(Extracted data entries)
== Segment start ==
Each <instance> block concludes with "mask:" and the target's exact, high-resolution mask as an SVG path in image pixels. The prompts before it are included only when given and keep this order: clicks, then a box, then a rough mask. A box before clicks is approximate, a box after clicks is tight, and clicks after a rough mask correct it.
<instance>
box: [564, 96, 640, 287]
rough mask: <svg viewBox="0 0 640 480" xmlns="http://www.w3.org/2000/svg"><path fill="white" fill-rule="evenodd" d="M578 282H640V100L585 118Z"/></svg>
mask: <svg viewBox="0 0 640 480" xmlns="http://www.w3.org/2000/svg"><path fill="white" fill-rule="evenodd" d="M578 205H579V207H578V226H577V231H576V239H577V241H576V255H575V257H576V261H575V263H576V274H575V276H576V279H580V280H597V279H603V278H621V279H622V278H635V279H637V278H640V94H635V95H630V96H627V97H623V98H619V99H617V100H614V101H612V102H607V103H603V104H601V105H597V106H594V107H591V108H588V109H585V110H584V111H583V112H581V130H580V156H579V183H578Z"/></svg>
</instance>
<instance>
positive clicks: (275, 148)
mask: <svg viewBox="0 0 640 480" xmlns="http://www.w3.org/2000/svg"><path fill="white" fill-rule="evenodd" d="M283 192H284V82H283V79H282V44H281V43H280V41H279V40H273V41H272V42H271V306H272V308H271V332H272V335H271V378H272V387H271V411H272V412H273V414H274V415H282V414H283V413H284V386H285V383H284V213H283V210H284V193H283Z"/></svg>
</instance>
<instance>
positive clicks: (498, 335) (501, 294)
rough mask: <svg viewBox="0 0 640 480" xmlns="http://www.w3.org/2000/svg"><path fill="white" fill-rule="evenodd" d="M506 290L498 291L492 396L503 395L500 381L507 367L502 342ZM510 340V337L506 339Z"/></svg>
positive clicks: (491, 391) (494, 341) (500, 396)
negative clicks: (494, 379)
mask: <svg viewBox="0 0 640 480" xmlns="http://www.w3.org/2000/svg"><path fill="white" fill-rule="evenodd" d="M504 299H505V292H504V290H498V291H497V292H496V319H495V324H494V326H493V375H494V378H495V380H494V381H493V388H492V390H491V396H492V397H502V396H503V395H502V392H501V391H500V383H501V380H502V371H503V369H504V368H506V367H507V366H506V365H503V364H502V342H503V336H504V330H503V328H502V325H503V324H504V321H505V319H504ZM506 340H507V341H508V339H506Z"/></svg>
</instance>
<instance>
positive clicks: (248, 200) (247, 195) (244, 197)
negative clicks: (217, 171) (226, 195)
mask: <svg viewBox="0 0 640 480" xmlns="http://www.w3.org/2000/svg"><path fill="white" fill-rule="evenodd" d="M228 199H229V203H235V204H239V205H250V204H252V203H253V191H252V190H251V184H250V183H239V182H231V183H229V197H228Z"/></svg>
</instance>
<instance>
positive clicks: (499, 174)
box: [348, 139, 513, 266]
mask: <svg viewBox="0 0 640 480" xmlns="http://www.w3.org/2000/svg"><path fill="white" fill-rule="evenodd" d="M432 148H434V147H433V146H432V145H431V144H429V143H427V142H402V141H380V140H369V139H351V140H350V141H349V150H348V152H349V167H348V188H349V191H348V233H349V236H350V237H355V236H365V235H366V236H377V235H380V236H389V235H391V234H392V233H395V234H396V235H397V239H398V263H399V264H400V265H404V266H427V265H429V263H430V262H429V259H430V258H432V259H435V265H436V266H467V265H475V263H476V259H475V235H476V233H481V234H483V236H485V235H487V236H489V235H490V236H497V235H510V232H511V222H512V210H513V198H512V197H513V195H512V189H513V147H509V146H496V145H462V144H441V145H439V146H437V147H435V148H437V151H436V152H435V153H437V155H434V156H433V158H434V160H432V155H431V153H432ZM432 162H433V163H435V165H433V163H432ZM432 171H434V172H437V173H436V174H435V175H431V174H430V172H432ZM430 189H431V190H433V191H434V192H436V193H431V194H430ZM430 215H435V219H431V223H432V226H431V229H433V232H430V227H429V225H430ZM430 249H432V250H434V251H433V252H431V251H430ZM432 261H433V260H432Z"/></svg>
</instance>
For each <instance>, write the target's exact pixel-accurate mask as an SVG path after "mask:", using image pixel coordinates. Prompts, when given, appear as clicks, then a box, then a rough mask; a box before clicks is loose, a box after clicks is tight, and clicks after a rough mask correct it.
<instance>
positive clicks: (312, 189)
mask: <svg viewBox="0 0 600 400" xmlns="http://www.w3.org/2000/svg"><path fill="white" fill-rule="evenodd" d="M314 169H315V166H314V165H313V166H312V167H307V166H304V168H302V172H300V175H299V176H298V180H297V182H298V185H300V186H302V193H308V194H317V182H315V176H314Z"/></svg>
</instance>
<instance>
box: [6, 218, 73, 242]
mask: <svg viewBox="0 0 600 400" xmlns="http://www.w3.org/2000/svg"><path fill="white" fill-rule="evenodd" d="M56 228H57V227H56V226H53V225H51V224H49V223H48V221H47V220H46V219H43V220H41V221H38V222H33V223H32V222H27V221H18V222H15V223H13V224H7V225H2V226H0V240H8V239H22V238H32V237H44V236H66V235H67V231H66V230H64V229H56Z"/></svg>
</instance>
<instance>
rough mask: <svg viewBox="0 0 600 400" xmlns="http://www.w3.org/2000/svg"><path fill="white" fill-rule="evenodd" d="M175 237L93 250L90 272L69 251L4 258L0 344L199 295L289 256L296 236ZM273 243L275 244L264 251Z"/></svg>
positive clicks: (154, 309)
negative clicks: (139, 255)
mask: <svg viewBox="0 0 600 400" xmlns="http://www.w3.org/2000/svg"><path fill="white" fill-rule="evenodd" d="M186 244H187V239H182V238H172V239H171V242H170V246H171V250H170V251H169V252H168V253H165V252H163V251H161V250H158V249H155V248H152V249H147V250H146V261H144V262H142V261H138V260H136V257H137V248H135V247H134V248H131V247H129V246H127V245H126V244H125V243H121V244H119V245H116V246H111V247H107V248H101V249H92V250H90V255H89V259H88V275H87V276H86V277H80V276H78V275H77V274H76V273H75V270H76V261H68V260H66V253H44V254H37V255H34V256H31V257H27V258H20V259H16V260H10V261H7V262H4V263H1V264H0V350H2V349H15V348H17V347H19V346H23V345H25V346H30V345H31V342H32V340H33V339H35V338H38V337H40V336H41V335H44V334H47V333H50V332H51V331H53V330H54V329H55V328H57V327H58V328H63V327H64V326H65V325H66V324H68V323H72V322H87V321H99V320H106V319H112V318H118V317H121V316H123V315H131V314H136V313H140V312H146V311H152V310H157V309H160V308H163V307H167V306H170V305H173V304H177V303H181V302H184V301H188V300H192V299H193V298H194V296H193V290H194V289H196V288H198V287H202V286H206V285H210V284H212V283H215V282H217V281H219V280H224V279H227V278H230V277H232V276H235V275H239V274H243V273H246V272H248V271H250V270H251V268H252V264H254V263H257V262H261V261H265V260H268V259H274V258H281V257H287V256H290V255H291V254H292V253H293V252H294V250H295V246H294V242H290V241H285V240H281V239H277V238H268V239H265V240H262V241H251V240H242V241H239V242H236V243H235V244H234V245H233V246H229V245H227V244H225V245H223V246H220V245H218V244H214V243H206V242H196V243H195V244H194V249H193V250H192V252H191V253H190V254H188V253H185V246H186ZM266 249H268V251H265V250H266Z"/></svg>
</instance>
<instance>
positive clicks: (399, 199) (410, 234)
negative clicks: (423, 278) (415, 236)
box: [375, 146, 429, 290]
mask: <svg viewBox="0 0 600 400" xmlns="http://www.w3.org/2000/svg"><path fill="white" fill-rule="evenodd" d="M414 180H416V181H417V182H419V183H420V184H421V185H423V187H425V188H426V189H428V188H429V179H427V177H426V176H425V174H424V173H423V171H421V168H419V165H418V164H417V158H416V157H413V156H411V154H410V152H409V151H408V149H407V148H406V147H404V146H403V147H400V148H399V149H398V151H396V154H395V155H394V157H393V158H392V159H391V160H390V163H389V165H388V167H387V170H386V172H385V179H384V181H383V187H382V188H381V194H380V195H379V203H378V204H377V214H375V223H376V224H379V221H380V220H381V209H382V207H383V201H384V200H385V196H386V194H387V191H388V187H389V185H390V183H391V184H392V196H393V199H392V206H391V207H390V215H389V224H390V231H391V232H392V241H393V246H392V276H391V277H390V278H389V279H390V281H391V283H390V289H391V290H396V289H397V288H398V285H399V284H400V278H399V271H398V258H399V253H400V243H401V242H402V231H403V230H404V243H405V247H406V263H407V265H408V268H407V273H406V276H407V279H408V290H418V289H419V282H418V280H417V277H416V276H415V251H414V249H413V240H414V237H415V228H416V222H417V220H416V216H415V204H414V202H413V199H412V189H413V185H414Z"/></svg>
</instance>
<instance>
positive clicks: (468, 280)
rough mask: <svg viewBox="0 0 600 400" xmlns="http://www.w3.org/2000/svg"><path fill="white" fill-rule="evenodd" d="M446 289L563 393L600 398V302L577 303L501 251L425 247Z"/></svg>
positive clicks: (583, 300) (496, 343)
== Segment end ==
Goal of the exercise:
Which lines in the data hold the string "given"? Copy each of them.

Expected answer:
Each <instance> block concludes with "mask:" and the target's exact, high-resolution mask as an SVG path in image pixels. The prompts before it are included only when given and keep this order: clicks, then a box, then a rough mask. A box before clicks is approximate, a box after clicks is tight, and clicks after a rough mask correct it.
For each <instance>, write the target's exact pixel-accurate mask as an SVG path after "mask:", using image pixel coordinates. Prompts, when given, appear as clicks, then a box, then a rough mask; a box before clicks is loose, a box after clicks is tight, and clicks after a rough mask correct it.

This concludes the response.